* Exercise aim
Rescale the stretch of the data from the line containing "leaf, as integer pixel positions." through the end of the data, writing out every line again with the requests unchanged and each point coordinate in the answers multiplied by 0.85 and rounded to a whole number, halves rounded up. Leave the pictures out of your answer.

Start of Provided records

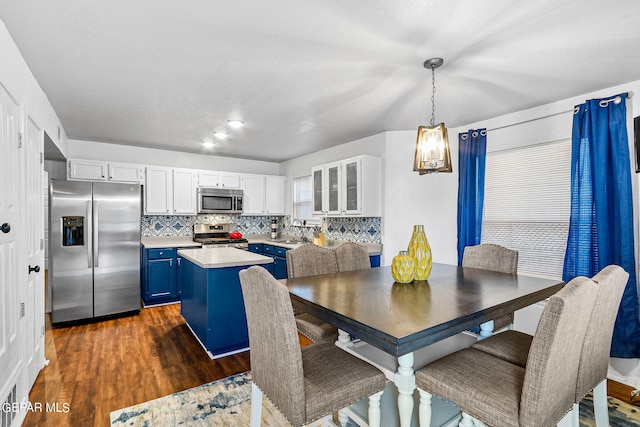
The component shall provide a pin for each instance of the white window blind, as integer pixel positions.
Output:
(302, 197)
(527, 205)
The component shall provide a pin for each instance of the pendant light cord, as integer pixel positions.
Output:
(433, 96)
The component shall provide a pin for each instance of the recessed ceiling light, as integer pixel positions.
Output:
(235, 123)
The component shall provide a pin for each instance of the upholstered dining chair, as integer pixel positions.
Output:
(352, 256)
(514, 346)
(312, 260)
(489, 256)
(304, 384)
(500, 393)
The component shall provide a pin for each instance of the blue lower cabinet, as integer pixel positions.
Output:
(160, 278)
(279, 255)
(256, 248)
(213, 306)
(279, 268)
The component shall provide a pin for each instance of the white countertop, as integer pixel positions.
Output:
(168, 242)
(223, 257)
(372, 248)
(186, 241)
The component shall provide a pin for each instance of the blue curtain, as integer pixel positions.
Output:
(601, 223)
(472, 153)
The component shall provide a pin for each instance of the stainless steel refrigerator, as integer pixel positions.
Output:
(94, 248)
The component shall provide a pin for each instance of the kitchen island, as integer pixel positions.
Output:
(212, 302)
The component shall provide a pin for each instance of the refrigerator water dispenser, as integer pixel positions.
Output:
(72, 231)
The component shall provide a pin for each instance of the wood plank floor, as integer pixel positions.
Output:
(100, 367)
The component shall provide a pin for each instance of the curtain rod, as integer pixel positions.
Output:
(548, 115)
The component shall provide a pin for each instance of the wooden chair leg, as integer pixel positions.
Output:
(600, 405)
(575, 415)
(256, 406)
(567, 420)
(466, 420)
(343, 418)
(486, 330)
(374, 409)
(424, 408)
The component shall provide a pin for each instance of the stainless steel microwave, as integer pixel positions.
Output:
(219, 200)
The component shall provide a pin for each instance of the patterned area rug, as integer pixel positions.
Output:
(621, 414)
(227, 402)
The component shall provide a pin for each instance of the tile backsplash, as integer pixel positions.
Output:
(366, 230)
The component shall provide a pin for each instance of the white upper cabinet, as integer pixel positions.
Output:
(263, 194)
(253, 194)
(125, 172)
(348, 187)
(92, 170)
(87, 169)
(229, 180)
(207, 179)
(184, 191)
(158, 191)
(219, 179)
(327, 192)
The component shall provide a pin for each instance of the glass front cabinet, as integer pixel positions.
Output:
(348, 187)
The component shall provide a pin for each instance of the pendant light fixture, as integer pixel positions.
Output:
(432, 145)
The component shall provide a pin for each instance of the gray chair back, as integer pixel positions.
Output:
(352, 256)
(552, 366)
(310, 260)
(276, 357)
(491, 257)
(594, 360)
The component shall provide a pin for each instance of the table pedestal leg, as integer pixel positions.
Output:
(424, 409)
(405, 380)
(486, 330)
(344, 339)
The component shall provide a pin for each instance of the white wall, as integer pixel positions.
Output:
(410, 199)
(91, 150)
(17, 78)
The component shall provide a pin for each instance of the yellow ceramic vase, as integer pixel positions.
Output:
(419, 249)
(403, 267)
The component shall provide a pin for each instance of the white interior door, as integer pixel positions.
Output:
(34, 221)
(12, 277)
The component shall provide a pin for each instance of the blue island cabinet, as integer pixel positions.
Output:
(213, 307)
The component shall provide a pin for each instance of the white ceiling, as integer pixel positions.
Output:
(306, 75)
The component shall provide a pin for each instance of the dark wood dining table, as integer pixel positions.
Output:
(402, 318)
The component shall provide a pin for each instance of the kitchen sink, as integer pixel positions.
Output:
(291, 241)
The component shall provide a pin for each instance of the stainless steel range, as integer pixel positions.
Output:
(217, 236)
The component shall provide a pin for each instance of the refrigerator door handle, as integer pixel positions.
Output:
(89, 232)
(96, 228)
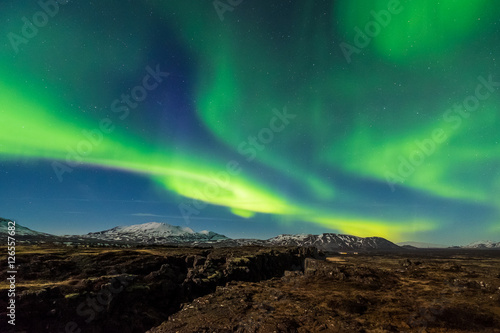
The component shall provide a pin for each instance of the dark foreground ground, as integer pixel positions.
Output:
(252, 289)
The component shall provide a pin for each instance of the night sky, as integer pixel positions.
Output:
(253, 118)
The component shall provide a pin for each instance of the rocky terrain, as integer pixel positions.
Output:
(448, 291)
(64, 289)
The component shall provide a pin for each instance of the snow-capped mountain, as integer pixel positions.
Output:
(155, 233)
(334, 242)
(20, 231)
(483, 245)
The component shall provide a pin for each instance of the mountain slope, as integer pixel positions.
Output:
(20, 230)
(422, 245)
(483, 245)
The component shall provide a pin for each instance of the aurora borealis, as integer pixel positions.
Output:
(121, 112)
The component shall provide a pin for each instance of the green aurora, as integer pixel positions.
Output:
(405, 96)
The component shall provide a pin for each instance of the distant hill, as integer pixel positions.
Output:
(164, 233)
(483, 245)
(422, 245)
(155, 233)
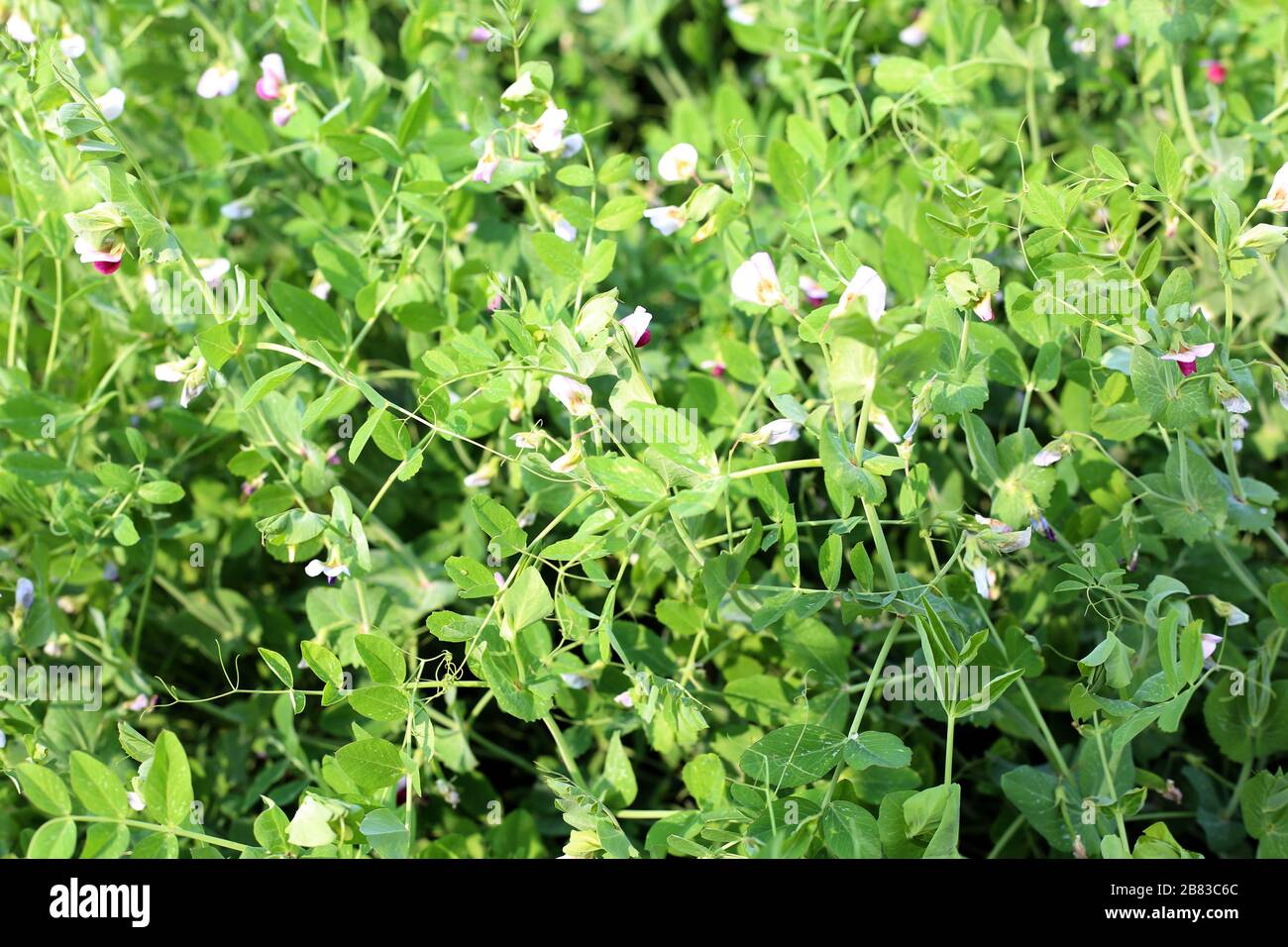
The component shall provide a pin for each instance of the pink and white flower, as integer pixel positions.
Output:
(636, 326)
(574, 394)
(215, 81)
(756, 281)
(678, 162)
(1276, 198)
(814, 294)
(104, 258)
(1186, 356)
(271, 78)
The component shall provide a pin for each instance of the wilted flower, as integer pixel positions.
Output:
(756, 281)
(880, 420)
(106, 258)
(273, 77)
(678, 162)
(1237, 428)
(1276, 198)
(774, 433)
(572, 394)
(1004, 538)
(218, 80)
(1229, 611)
(666, 219)
(1209, 644)
(237, 210)
(487, 163)
(1232, 398)
(20, 29)
(1052, 453)
(867, 286)
(567, 463)
(191, 371)
(546, 133)
(25, 594)
(333, 569)
(1186, 355)
(1043, 527)
(1265, 239)
(636, 326)
(527, 440)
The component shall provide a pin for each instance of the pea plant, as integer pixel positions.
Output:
(612, 429)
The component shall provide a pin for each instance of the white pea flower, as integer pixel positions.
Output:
(636, 326)
(756, 281)
(237, 210)
(567, 463)
(774, 433)
(1052, 454)
(1210, 643)
(546, 133)
(72, 46)
(1276, 198)
(572, 394)
(333, 569)
(678, 162)
(867, 286)
(574, 144)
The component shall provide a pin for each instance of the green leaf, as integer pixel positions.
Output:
(97, 787)
(373, 764)
(382, 659)
(167, 789)
(278, 665)
(793, 755)
(55, 839)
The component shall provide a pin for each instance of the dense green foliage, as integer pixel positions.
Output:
(627, 429)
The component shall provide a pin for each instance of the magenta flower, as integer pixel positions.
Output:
(1186, 356)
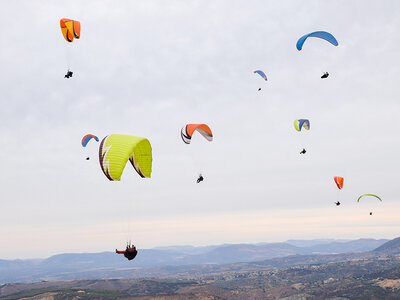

End of Provided records

* The response
The component shall provide a pin for each instance of the green leaf, as integer pixel positions.
Output:
(82, 669)
(317, 649)
(325, 560)
(142, 671)
(236, 565)
(674, 642)
(47, 713)
The component shall provide a pin for each instance of the dense green foliage, as integer pixel positions.
Output:
(533, 365)
The component shall provide a pin for each instance of the magenta flower, as integer pixel positions.
Output:
(1008, 303)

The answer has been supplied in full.